EXERCISE DIRECTIONS:
Write out again only the lines running from the one that contains "Can you see the fishing" to the end of the records below, including both the first and the last.

= = = = =

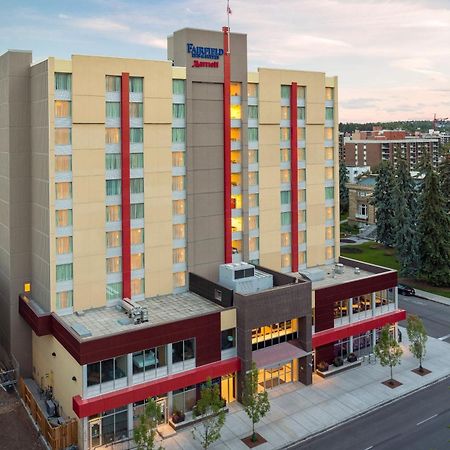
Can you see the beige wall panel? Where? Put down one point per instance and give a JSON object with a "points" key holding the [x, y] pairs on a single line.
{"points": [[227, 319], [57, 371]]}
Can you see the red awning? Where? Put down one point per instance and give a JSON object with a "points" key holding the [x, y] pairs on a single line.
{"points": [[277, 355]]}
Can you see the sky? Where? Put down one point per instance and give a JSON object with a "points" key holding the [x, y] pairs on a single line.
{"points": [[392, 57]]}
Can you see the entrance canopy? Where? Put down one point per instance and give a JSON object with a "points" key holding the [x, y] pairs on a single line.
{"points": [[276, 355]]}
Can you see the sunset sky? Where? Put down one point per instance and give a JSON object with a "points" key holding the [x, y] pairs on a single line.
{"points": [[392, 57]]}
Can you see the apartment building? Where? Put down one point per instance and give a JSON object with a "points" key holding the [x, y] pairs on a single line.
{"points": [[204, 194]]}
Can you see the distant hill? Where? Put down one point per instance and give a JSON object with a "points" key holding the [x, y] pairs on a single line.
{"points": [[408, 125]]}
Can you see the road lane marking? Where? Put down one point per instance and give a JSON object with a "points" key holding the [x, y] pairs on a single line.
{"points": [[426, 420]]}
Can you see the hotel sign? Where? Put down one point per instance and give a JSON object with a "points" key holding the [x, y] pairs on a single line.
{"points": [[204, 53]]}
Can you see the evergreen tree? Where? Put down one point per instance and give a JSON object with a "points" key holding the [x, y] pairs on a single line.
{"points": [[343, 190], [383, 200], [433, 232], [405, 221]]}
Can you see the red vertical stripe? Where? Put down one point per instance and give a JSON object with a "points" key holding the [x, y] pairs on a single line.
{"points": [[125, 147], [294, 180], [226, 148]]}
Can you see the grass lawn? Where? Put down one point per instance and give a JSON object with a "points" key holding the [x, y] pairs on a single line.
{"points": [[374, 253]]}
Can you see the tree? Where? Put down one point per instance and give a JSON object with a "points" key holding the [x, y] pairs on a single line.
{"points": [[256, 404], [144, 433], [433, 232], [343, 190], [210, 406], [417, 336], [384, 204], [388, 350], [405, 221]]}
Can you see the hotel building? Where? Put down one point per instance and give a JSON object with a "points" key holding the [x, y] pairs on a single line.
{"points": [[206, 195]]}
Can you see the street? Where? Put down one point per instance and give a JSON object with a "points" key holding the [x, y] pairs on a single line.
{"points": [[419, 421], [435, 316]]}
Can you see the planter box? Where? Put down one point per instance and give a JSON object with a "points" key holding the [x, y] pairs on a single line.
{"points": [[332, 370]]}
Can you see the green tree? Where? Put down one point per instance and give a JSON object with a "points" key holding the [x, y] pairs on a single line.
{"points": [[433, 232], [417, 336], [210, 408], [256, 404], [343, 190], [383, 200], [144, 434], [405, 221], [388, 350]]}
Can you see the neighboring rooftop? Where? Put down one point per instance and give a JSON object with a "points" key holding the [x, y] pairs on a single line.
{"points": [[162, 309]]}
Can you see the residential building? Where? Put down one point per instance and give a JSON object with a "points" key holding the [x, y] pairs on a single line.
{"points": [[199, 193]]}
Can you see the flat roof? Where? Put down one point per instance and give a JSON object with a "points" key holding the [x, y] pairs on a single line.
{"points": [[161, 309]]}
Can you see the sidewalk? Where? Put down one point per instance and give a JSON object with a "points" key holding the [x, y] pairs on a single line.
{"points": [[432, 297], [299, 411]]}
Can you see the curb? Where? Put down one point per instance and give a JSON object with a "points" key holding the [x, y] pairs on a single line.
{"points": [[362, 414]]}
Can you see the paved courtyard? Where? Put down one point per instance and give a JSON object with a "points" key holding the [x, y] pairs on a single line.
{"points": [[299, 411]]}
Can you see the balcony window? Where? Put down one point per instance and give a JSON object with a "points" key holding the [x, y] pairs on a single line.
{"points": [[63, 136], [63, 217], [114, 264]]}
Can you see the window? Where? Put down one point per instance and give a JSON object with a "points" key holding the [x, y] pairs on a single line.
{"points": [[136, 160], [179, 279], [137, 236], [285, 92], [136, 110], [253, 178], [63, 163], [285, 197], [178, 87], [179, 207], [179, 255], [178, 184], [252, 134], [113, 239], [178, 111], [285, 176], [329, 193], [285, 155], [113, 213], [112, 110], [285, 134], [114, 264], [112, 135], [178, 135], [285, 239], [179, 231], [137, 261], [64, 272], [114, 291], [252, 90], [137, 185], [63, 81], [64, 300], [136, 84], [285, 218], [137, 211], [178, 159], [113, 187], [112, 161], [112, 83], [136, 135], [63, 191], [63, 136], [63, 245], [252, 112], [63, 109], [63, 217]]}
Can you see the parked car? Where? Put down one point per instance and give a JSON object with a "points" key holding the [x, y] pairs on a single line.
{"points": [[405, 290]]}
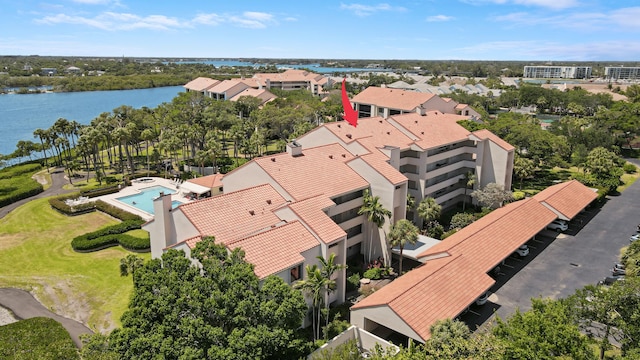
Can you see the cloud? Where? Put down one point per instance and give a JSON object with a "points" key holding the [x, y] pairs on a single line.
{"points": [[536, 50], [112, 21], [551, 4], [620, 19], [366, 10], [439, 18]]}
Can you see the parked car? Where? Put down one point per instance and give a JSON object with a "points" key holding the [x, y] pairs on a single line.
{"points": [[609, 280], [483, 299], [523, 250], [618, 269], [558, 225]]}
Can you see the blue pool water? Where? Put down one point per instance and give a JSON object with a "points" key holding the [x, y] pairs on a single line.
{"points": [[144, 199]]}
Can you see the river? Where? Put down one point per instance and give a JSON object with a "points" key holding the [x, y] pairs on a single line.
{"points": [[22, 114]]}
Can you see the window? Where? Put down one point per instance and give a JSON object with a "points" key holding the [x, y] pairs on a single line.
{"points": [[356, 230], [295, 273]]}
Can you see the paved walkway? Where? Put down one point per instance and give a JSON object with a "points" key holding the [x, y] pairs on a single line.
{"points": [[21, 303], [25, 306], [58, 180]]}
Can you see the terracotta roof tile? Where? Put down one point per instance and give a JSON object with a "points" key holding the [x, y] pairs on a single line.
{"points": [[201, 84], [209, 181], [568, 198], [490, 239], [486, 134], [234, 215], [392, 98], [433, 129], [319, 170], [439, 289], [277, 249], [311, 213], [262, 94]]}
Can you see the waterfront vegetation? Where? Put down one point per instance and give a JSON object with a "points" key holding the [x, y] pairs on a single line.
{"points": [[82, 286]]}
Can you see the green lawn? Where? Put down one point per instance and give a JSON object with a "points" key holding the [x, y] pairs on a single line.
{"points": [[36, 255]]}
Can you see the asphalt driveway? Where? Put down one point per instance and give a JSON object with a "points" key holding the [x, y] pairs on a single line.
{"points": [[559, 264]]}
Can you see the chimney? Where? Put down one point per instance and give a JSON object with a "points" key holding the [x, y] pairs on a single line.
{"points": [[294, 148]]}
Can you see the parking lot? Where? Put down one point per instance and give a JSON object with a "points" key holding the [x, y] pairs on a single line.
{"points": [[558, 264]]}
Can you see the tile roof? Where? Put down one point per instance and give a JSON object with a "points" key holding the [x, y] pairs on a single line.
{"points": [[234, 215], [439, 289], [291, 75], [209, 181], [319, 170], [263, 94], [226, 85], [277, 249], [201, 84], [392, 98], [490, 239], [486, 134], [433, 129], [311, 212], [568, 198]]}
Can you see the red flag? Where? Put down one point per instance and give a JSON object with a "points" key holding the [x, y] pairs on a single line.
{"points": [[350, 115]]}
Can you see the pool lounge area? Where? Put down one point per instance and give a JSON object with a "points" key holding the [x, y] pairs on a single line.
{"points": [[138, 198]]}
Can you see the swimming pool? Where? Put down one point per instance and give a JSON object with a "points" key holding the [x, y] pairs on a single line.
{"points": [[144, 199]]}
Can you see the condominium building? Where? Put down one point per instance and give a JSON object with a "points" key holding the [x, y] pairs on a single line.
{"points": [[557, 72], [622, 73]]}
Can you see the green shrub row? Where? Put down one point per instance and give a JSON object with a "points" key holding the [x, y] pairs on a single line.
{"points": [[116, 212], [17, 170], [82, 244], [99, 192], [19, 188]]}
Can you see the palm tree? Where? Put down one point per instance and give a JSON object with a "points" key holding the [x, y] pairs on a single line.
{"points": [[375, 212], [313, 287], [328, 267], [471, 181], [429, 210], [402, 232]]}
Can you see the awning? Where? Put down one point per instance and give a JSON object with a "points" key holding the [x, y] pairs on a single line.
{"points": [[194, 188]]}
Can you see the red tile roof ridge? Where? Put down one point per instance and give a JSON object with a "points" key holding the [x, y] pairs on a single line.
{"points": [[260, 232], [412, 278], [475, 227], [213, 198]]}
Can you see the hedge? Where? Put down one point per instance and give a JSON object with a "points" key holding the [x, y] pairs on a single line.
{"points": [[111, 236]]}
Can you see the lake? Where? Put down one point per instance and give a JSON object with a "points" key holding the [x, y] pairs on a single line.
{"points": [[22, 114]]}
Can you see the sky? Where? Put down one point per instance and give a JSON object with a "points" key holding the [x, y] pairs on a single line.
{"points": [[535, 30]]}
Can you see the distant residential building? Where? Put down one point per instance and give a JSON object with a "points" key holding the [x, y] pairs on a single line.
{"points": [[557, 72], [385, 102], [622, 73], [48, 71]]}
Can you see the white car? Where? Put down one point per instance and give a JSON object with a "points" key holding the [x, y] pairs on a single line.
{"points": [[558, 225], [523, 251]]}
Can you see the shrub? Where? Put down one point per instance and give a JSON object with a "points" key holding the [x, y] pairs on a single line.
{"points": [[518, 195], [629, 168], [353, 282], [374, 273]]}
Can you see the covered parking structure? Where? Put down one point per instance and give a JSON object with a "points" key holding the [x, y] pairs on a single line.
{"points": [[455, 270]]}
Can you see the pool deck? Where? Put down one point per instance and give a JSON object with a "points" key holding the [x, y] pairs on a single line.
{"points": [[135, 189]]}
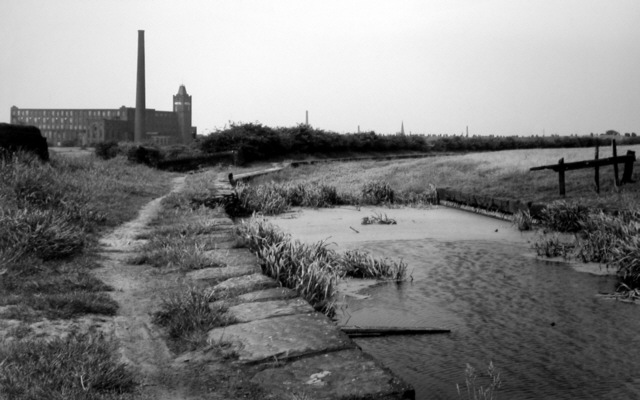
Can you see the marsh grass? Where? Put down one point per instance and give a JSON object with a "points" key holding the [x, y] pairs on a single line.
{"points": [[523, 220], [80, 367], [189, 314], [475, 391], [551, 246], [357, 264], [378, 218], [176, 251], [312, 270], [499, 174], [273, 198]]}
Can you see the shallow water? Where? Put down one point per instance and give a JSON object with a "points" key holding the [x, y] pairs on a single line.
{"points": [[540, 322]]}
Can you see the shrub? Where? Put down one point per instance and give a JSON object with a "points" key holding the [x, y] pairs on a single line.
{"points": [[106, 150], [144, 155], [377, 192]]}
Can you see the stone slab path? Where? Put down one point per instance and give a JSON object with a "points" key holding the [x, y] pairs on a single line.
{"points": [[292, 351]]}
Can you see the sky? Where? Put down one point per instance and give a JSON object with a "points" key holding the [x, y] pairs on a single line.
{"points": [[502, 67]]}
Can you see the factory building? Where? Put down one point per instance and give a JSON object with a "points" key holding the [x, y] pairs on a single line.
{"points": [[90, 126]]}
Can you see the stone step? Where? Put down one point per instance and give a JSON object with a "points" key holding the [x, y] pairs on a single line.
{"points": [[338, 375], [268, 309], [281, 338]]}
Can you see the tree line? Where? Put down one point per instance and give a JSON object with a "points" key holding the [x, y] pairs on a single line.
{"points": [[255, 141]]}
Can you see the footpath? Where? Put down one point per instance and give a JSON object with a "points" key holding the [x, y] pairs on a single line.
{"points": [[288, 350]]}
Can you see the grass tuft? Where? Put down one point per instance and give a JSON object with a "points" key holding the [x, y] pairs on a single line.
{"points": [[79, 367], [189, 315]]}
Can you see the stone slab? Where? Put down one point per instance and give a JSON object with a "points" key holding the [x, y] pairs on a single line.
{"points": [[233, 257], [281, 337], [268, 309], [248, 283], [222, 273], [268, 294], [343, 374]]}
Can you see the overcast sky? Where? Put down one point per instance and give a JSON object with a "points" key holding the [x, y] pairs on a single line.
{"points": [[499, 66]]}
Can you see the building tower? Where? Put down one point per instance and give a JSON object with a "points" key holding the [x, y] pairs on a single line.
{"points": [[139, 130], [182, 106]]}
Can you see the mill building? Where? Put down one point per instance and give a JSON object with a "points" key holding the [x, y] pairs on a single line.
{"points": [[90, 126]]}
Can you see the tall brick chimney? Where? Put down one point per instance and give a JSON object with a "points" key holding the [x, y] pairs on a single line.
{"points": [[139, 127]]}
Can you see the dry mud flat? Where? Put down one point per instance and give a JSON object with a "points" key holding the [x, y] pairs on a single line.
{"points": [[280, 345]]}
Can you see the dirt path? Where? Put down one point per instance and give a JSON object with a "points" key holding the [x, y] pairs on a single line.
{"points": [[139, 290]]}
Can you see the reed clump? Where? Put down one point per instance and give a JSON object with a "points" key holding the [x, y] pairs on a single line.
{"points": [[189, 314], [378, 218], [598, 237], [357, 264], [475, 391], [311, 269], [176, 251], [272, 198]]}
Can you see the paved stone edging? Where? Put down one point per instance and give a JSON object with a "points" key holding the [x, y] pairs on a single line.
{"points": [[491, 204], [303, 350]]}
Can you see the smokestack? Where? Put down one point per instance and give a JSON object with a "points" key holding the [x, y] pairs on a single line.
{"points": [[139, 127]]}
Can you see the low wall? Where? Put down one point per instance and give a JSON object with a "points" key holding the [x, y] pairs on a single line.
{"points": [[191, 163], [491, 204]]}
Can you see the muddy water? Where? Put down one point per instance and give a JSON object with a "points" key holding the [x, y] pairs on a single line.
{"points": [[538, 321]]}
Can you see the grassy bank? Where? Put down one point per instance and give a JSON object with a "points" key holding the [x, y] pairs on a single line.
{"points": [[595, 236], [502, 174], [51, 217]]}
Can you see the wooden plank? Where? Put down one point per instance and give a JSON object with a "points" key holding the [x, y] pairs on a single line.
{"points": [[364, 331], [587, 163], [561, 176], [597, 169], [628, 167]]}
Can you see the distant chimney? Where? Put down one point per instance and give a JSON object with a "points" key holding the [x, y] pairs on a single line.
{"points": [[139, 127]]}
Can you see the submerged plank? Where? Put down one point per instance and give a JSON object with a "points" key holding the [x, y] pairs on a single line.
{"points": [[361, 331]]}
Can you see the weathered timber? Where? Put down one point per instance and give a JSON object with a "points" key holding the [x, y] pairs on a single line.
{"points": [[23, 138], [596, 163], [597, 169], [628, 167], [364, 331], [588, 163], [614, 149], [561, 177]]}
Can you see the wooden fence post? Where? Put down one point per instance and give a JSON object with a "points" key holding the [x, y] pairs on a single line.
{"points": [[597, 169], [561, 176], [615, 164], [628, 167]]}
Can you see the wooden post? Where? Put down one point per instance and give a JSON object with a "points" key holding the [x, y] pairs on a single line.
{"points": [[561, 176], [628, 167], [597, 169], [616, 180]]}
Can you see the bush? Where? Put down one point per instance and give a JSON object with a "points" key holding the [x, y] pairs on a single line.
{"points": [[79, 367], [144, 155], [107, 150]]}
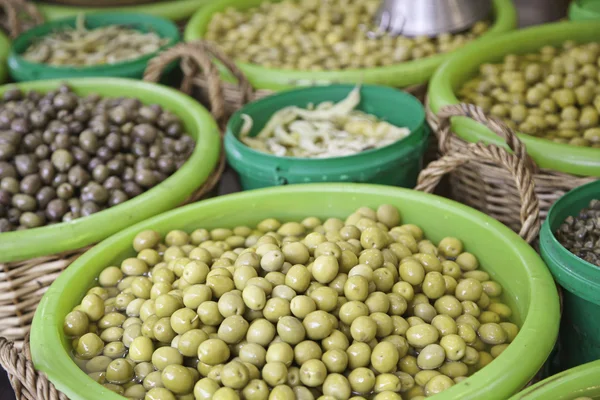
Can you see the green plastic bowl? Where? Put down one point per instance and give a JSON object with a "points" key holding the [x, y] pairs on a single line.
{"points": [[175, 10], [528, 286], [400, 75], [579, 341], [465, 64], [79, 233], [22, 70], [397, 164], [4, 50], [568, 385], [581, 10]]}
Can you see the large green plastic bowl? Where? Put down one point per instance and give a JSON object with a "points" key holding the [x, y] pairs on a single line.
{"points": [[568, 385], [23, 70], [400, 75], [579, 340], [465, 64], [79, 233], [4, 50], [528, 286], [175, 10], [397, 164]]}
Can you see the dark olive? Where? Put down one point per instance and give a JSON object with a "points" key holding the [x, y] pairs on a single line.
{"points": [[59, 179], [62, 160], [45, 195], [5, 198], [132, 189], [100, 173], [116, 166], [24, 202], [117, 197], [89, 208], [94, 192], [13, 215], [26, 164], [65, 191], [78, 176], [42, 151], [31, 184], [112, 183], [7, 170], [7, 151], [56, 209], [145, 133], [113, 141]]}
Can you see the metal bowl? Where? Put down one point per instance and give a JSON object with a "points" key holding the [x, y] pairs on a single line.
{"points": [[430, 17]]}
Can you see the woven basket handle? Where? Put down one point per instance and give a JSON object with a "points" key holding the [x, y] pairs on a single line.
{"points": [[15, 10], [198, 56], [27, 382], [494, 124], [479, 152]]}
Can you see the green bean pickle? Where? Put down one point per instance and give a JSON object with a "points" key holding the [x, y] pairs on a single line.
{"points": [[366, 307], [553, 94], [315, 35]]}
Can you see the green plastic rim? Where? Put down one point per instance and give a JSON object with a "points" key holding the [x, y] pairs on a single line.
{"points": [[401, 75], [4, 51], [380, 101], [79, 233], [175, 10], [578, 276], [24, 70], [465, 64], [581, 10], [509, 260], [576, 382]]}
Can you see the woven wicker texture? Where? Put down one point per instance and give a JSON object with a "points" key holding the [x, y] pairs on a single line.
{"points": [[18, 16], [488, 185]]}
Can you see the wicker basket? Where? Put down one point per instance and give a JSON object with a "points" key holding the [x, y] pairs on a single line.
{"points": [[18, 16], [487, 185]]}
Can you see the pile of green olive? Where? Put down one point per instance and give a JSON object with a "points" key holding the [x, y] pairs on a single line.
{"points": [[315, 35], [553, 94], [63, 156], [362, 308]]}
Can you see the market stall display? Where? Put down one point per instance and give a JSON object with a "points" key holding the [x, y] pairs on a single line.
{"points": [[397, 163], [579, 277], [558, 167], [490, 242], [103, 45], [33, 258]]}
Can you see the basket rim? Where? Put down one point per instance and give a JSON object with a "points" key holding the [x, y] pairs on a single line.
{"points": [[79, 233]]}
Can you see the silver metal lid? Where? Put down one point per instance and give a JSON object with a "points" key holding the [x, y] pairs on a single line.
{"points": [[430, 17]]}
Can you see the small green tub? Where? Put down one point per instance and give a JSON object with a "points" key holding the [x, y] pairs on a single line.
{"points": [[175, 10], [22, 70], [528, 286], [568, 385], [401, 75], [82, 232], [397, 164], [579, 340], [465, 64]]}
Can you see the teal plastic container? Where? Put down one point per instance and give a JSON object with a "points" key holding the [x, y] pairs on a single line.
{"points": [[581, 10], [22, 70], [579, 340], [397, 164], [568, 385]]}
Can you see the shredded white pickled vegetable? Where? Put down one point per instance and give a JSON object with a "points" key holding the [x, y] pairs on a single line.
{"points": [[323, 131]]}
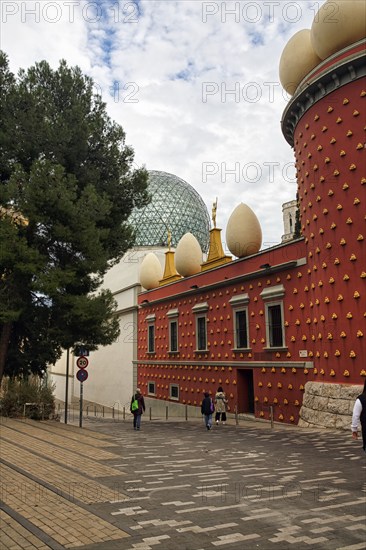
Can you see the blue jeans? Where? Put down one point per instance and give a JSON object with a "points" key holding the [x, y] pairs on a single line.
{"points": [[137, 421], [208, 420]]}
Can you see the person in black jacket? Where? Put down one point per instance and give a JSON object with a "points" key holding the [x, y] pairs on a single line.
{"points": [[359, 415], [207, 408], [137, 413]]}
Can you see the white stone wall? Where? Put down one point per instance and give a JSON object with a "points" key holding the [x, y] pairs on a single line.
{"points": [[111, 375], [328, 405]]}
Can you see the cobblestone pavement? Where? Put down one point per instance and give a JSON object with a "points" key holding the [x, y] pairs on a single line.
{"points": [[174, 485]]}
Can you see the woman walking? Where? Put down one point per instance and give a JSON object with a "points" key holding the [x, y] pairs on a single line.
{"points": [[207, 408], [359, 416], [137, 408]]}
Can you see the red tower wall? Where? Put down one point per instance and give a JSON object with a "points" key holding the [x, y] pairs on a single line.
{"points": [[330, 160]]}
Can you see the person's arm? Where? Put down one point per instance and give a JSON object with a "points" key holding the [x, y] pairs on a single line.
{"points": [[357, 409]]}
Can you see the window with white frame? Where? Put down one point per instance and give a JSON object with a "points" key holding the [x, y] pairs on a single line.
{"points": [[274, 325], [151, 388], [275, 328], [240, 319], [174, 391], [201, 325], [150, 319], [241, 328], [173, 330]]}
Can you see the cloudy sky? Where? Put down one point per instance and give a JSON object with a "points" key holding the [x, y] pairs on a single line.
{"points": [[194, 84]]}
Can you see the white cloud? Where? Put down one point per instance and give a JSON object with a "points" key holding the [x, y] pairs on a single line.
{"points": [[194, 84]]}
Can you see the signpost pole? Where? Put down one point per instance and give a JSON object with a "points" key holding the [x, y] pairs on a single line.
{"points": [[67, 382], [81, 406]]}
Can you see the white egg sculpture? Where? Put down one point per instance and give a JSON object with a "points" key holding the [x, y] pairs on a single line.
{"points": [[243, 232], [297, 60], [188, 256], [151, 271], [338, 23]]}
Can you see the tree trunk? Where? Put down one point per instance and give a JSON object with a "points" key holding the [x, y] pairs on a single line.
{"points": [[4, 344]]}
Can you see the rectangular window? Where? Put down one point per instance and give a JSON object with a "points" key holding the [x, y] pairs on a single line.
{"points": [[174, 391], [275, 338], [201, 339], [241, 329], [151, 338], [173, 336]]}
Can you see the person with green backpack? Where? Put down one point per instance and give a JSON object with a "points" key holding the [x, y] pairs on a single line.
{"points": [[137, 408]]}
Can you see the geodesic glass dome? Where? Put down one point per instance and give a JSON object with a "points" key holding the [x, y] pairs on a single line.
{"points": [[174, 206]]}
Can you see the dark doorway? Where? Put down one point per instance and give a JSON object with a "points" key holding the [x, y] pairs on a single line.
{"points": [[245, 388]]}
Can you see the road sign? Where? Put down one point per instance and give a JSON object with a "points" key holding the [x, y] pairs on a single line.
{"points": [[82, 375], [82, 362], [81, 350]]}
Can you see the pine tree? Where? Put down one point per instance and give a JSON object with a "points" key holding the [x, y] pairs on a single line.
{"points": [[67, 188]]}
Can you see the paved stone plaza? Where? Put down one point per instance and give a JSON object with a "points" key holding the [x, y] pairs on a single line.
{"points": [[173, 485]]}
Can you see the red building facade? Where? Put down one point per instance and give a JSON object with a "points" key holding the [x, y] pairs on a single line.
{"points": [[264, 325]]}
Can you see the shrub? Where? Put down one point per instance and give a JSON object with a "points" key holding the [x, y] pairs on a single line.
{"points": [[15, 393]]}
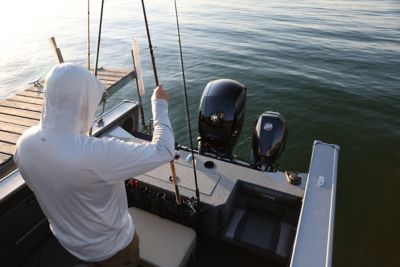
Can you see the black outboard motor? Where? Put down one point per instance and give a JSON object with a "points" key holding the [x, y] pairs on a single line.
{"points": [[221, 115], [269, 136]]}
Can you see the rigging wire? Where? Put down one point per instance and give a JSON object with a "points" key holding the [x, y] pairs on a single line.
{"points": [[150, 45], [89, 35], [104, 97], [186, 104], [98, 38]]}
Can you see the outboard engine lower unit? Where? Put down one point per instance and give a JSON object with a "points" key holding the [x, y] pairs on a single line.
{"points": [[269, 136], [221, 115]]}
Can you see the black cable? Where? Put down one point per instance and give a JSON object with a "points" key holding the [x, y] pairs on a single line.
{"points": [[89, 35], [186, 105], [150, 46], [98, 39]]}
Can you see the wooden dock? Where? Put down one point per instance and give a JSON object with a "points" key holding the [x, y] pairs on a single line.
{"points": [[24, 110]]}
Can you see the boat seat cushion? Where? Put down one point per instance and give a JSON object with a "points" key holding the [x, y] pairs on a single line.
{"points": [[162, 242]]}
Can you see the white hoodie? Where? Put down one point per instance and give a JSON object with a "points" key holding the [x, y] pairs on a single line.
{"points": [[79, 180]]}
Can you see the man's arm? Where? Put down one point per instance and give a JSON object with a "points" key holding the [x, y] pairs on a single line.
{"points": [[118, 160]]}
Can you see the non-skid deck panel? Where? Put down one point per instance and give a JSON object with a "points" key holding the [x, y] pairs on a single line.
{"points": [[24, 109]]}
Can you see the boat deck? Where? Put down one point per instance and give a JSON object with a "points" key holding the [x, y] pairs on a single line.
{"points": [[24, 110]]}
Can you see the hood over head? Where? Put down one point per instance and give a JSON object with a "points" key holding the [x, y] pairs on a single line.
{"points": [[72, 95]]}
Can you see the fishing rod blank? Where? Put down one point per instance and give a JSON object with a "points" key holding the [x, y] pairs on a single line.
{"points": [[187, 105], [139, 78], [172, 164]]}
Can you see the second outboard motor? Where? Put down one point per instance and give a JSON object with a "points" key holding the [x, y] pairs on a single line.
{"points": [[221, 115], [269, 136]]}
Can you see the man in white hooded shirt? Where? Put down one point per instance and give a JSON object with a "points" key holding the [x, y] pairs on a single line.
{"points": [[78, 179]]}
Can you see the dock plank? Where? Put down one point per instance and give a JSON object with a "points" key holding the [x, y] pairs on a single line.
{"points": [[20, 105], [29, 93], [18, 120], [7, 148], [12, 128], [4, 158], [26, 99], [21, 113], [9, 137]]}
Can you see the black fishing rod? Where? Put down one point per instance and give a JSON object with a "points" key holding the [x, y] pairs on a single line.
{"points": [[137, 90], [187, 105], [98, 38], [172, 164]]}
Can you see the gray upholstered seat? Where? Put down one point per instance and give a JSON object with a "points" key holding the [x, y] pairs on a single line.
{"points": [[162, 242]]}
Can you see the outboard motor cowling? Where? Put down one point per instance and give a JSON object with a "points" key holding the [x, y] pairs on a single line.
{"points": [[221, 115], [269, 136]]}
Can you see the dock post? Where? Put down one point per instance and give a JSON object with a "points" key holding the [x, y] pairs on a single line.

= = = = =

COMPLETED EXERCISE:
Can you see the fishing rod blank? Where? Put down one point per instance and give a JSON object with a "points" key holding the [x, y] pairs on a single line.
{"points": [[187, 105], [139, 78], [172, 164]]}
Can you see the second outboard motor? Where? Put down one point per instance and give a JSON object with a "points" key holding the [x, y] pairs on a single line.
{"points": [[221, 115], [269, 136]]}
Can you see the man in white hooded shirt? Where? Put down one point per instance and give a JSON object with a "points" key holding the [x, y] pairs on a single line.
{"points": [[78, 179]]}
Can you see the dock plank? Where? Put down one point per instance and give a JSON object with a "points" key holding the [x, y] pairs on a single line.
{"points": [[20, 105], [29, 93], [18, 120], [7, 148], [12, 128], [4, 158], [26, 99], [21, 113], [9, 137]]}
Can you see the black fishing rod? Where? Put down one point per instance and give a JSON object with a "points" key holding the [x, y] pairs on a single line.
{"points": [[137, 90], [187, 105], [98, 38], [172, 164]]}
Can you see the gray upholstered seat? Where? Put down one point per instance and give a JSON object with a "points" key holding the [x, y] pairs on a single line.
{"points": [[162, 242]]}
Can you see the outboard motor cowling? Where? Put down one point per instance and give a JSON object with a "points" key holding the [x, y] pairs on a single line.
{"points": [[221, 115], [269, 136]]}
Can you see the dock post? Where? Put down one point per instance and give a JSON object with a "points" key holding the [x, y] pairs on a single line.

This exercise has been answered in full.